::: TEXT PROVIDED :::

Hi Mingkai,

Can you run under gdb, put a breakpoint on this fatal statement (which is
in Process::fixupStackFault() in sim/process.cc), print out the stack trace
when you hit it, and mail that to the list?

I wonder if the new branch predictor is causing some different wrong-path
execution, and that we are erroneously calling fatal() on something that
looks like a stack fault but is actually a misspeculated instruction.

Given that all the regressions pass, I doubt the new branch predictor is
actually changing the committed execution path.  That's why I think it may
have something to do with a bug in how we handle misspeculation.

If anyone knows the code well enough to say whether this seems likely or
unlikely, that would be helpful.

Steve

On Wed, May 16, 2012 at 3:09 PM, Geoffrey Blake <bla...@umich.edu> wrote:

> Unfortunately the CheckerCPU does not work for x86 and is only
> verified as working on ARM. It needs some additional work to support
> the representation of machine instructions for x86.
>
> Geoff
>
> On Tue, May 15, 2012 at 7:43 AM, Gabe Black <gbl...@eecs.umich.edu> wrote:
> > The change may have made the branch predictor code behave incorrectly,
> > for instance an instruction could execute twice, a misspeculated
> > instruction could sneak through and commit, an instruction could be
> > skipped, a branch could be "corrected" to go down the wrong path. There
> > are lots of things that could go wrong. Alternatively, the branch
> > predictor might have just gotten better and put more stress on some
> > other part of the CPU, or coincidentally lined up circumstances which
> > expose another bug. You should try to find where execution diverges
> > between O3 and the atomic CPU, possibly using tracediff or possibly
> > using the checker CPU. I'm not sure the checker works correctly with
> > x86, but if it does this is pretty much exactly what it's for.

:::

PROBLEM SET:
a: From the email thread, extract the passage between "Given that all" and "instructions for x86.", inclusive.
b: In the email thread, which architecture is the CheckerCPU said to be verified as working on?
c: Proceed with the email thread about the branch predictor, starting after its last sentence.
The entries that come next have nothing to do with the email thread.

::: RECORDED INFORMATION :::

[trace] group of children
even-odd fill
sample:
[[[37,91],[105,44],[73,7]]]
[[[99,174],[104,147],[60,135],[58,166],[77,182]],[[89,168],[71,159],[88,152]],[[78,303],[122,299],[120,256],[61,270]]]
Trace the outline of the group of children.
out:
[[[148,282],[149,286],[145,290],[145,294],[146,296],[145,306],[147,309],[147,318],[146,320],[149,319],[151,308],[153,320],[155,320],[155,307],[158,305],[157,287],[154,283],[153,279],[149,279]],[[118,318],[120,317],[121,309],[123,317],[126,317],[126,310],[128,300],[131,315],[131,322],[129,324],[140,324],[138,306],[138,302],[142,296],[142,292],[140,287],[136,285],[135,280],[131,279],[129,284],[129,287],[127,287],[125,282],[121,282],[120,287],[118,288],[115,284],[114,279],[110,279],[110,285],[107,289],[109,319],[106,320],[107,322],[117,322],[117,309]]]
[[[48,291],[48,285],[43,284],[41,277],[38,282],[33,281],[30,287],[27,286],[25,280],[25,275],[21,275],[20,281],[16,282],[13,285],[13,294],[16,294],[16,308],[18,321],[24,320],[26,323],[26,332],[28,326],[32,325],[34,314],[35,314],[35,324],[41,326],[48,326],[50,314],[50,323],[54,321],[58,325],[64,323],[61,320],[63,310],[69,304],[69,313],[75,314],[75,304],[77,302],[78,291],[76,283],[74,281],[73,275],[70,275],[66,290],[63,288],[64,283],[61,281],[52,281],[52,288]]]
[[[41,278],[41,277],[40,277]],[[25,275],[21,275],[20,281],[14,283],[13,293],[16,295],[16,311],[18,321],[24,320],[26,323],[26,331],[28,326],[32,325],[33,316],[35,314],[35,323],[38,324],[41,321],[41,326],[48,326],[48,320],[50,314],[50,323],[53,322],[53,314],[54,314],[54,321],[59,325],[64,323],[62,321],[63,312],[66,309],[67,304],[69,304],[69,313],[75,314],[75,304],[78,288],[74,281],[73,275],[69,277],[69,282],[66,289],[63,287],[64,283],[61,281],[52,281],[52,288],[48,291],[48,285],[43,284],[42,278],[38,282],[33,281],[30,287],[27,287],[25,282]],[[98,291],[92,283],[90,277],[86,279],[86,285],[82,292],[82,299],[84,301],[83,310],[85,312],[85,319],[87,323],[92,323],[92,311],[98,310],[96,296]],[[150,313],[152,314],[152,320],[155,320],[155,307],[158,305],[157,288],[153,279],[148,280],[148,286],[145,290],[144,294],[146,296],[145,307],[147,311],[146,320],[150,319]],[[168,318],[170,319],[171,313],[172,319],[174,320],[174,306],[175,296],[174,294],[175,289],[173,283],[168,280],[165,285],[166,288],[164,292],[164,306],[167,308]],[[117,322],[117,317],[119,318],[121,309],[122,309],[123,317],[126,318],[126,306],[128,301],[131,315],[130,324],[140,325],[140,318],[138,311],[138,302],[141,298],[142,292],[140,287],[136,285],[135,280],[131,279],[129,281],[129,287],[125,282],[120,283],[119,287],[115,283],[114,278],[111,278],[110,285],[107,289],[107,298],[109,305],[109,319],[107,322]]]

:::

ANSWERS TO THE EXERCISE:
a:
Given that all the regressions pass, I doubt the new branch predictor is
actually changing the committed execution path.  That's why I think it may
have something to do with a bug in how we handle misspeculation.

If anyone knows the code well enough to say whether this seems likely or
unlikely, that would be helpful.

Steve

On Wed, May 16, 2012 at 3:09 PM, Geoffrey Blake <bla...@umich.edu> wrote:

> Unfortunately the CheckerCPU does not work for x86 and is only
> verified as working on ARM. It needs some additional work to support
> the representation of machine instructions for x86.

b: ARM

c:
> >
> > Gabe
> >
> > On 05/14/12 17:22, mingkai huang wrote:
> >> Hi,
> >> I tried to use gem5 to run SPEC2006 in x86 O3 mode. When I ran bzip2,
> >> it failed with:
> >> fatal: Over max stack size for one thread
> >> My command line is:
> >> build/X86/gem5.fast configs/example/se.py --cpu-type=detailed --caches
> >> -c bzip2 -o "input.program 5"
> >> The version of my gem5 is 8981.
> >> Bzip2 can run correctly in atomic mode.
> >> I binary searched where the problem happened first, and found version
> >> 8842. I noticed this patch is about branch prediction, and I don't
> >> understand why this can affect the correctness of an application.
> >> Before 8842, Bzip2 can run correctly in both mode, but the outputed
> >> numbers of "info: Increasing stack size by one page." are not equal.
> >> Because of email size limitation, I can't attached the file I used.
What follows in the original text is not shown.